(Excerpt from a dataset)
- - - - - - -

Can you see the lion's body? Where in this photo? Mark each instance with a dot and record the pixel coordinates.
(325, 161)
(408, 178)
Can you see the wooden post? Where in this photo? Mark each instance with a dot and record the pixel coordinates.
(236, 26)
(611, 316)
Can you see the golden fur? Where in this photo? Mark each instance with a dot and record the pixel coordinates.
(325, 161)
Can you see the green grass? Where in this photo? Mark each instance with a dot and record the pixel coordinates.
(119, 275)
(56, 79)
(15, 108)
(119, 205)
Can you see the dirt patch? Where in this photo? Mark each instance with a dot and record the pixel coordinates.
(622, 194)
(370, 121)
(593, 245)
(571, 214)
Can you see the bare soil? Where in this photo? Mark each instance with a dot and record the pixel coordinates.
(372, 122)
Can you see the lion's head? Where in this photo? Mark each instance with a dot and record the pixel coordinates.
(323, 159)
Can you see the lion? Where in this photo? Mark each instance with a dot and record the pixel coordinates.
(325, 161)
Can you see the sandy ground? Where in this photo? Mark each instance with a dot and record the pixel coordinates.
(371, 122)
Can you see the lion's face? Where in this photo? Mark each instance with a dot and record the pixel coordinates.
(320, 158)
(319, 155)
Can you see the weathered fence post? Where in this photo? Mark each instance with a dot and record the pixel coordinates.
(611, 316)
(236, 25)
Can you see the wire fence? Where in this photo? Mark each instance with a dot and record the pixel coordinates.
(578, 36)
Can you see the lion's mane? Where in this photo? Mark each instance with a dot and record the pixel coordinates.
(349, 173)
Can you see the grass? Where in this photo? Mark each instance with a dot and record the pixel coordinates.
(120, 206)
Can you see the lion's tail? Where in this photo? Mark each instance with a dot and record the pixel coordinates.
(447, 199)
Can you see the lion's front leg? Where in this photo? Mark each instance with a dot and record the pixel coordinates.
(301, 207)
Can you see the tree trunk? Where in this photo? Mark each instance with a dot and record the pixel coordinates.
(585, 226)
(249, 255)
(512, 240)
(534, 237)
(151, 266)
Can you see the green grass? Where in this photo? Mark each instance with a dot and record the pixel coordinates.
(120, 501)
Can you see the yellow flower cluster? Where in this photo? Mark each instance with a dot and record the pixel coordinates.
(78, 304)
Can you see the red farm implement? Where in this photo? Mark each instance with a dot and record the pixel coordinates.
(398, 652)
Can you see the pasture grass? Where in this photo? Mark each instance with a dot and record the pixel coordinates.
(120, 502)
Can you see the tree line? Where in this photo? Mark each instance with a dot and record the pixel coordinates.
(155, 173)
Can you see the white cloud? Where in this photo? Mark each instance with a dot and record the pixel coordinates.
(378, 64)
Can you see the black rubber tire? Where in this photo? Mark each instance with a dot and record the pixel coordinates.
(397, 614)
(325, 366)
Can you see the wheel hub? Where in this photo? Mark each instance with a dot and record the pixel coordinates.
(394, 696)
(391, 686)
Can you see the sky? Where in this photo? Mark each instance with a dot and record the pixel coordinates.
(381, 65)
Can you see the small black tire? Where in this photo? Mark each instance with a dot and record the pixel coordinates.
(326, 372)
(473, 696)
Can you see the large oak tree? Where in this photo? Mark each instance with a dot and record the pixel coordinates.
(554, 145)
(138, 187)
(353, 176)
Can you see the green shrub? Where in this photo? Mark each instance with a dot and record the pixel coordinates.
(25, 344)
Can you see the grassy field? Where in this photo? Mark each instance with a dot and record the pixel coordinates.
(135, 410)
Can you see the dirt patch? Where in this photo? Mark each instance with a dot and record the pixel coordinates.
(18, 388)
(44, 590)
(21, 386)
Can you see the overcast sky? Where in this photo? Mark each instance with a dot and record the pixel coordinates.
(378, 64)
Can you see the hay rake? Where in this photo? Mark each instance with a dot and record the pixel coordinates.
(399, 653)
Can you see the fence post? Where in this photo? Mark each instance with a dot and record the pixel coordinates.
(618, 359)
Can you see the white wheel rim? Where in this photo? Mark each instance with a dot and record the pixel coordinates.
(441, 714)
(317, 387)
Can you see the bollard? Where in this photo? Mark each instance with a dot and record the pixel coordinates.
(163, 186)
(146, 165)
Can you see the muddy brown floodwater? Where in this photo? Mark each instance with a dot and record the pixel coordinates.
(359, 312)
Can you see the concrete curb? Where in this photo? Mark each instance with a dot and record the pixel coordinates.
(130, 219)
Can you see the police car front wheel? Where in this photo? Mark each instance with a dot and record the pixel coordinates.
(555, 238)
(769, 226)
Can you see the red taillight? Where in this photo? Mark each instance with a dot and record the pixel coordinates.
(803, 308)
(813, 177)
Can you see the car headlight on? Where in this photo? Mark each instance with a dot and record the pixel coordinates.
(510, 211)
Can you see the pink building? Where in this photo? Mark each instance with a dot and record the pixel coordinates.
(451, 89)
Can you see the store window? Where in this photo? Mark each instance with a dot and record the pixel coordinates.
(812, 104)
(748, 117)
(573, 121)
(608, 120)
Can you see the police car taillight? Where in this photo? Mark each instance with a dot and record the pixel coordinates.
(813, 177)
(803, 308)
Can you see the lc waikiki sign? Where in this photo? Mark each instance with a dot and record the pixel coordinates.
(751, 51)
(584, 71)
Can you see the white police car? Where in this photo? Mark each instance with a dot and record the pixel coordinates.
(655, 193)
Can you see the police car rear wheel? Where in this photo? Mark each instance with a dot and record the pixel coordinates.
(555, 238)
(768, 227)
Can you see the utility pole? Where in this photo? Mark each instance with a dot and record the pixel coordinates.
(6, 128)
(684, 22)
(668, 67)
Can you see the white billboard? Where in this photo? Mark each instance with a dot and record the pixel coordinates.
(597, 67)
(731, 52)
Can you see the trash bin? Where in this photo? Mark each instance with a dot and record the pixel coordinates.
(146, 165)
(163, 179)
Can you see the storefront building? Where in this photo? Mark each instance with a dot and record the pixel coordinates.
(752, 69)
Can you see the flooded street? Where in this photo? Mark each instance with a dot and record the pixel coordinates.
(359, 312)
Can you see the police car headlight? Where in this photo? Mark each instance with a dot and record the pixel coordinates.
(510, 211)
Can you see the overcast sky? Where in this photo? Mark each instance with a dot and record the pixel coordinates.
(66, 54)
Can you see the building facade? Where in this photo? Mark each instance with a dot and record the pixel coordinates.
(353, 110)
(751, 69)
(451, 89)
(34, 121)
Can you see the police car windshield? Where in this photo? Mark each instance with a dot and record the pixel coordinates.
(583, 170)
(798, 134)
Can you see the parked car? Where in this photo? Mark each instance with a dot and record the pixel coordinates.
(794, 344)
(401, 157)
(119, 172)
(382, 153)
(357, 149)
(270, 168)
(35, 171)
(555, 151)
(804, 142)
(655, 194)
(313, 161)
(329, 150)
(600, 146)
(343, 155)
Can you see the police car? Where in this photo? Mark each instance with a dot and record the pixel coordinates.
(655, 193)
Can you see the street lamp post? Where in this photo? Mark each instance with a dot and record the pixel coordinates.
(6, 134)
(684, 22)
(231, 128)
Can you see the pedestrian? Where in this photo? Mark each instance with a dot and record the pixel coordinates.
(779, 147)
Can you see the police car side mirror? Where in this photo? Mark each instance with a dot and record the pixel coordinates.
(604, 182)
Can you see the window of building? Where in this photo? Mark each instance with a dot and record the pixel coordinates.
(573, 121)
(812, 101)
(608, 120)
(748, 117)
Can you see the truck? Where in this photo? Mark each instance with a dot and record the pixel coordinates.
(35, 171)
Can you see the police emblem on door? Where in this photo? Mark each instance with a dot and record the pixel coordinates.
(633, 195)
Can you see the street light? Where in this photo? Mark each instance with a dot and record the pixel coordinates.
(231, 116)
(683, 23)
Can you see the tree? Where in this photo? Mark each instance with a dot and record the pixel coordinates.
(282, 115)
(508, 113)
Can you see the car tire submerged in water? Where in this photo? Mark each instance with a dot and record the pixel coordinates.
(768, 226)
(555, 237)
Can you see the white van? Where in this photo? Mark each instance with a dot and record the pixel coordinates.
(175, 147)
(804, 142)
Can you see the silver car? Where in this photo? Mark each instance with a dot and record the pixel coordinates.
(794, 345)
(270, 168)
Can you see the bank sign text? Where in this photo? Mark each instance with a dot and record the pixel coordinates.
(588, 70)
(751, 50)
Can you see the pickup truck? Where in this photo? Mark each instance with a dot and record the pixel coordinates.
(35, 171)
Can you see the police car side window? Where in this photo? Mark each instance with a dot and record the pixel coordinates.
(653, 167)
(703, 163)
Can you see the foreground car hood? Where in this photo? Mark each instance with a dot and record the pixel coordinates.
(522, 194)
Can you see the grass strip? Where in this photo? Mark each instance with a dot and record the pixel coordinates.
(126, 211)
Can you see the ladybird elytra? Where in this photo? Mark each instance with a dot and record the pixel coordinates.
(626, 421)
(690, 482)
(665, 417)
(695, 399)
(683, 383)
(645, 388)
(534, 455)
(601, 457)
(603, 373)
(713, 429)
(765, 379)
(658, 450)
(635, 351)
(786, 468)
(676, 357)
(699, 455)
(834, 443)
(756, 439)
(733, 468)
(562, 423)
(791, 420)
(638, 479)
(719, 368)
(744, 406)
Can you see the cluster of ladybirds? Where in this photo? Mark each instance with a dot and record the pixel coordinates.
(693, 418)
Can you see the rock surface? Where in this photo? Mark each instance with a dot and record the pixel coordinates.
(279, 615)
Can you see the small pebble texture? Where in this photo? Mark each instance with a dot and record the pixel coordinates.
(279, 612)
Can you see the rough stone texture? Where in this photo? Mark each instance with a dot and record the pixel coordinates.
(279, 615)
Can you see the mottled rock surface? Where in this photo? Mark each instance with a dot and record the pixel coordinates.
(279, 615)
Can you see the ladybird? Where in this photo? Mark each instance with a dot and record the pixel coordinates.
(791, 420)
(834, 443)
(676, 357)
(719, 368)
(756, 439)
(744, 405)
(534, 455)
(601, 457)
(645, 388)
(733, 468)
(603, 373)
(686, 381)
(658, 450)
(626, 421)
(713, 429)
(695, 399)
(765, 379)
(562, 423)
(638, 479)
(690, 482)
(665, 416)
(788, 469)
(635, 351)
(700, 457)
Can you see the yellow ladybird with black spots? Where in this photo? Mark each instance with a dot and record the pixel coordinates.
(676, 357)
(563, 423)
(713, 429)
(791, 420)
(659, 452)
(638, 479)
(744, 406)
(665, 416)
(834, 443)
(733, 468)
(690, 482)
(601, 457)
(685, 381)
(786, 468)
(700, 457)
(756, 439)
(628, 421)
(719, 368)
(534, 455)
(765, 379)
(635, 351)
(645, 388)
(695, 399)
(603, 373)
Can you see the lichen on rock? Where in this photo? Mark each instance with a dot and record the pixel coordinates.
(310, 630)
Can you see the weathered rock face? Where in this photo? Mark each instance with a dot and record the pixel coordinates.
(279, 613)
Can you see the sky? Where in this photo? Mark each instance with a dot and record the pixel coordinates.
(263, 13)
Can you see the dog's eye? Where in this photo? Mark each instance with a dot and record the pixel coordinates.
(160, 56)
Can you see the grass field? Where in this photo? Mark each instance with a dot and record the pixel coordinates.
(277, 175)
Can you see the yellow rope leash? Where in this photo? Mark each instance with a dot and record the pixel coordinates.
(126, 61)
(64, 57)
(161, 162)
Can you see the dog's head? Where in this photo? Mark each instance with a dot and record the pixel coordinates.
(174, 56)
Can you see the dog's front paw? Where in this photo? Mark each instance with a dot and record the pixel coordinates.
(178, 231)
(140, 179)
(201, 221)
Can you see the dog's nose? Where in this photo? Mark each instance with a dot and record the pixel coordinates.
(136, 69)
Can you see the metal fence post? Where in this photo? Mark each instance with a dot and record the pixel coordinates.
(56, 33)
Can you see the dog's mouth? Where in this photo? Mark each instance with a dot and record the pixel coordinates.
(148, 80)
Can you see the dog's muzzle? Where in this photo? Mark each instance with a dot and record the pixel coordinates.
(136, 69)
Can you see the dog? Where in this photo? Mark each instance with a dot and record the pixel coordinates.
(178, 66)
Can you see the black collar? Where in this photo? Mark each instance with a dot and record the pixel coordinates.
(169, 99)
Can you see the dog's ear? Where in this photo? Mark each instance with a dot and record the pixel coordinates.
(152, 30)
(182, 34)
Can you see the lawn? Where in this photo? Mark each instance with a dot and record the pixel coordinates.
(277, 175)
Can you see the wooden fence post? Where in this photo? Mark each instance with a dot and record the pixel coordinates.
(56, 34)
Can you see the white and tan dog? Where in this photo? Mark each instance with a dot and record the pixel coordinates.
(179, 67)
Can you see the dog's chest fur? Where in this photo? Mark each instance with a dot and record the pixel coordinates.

- - - - - - -

■ **What the task asks**
Take every line from the one containing "Can you see the dog's ear?" to the end of the listing and output it exactly, with nothing else.

■ **Answer below**
Can you see the dog's ear? Where in this photo? Mark each instance with a dot and record the pixel coordinates.
(152, 30)
(182, 34)
Can you see the lawn? Where in this photo? Mark each instance with a dot and record the pixel coordinates.
(277, 175)
Can you see the wooden fence post? Where in this photo? Mark each instance with a dot and record the pixel coordinates.
(56, 34)
Can you see the white and tan dog? Where in this photo? Mark each instance with a dot and record the pixel coordinates.
(179, 67)
Can you see the dog's chest fur? Where in this photo? Mark each instance with a dot and record the pixel coordinates.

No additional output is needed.